Strip the pictures, then copy the remaining data exactly as it stands.

## Data records
----------------------------------------

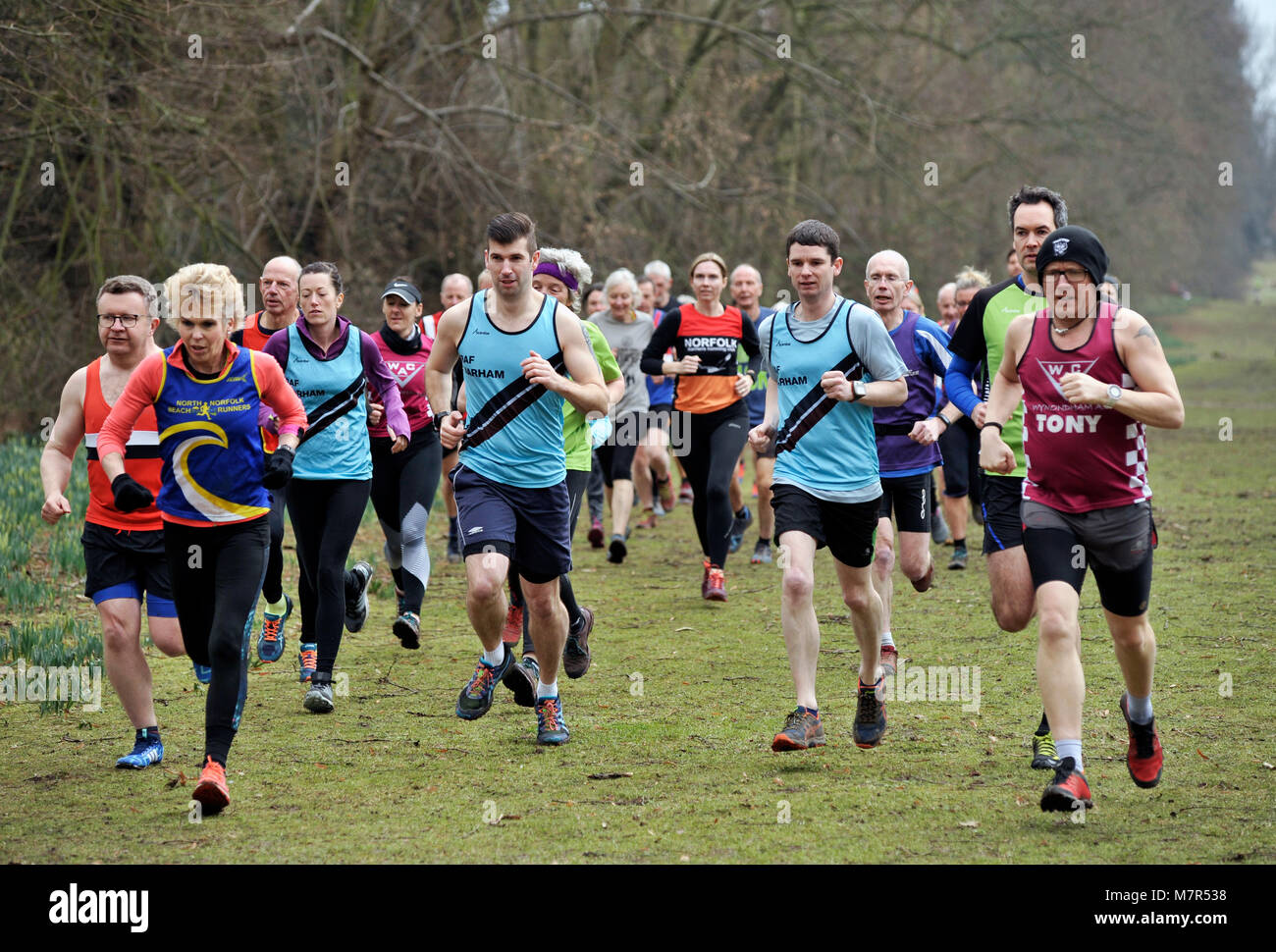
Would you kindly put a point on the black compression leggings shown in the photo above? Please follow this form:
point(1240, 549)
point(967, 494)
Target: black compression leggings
point(272, 587)
point(326, 514)
point(715, 442)
point(577, 480)
point(216, 577)
point(403, 487)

----------------------------------------

## Answer to this task
Would you kindly put a point on the black compression leggings shown in the photo above? Please follow this form:
point(1240, 549)
point(967, 494)
Target: black compression leggings
point(272, 587)
point(326, 514)
point(715, 442)
point(577, 480)
point(216, 577)
point(403, 487)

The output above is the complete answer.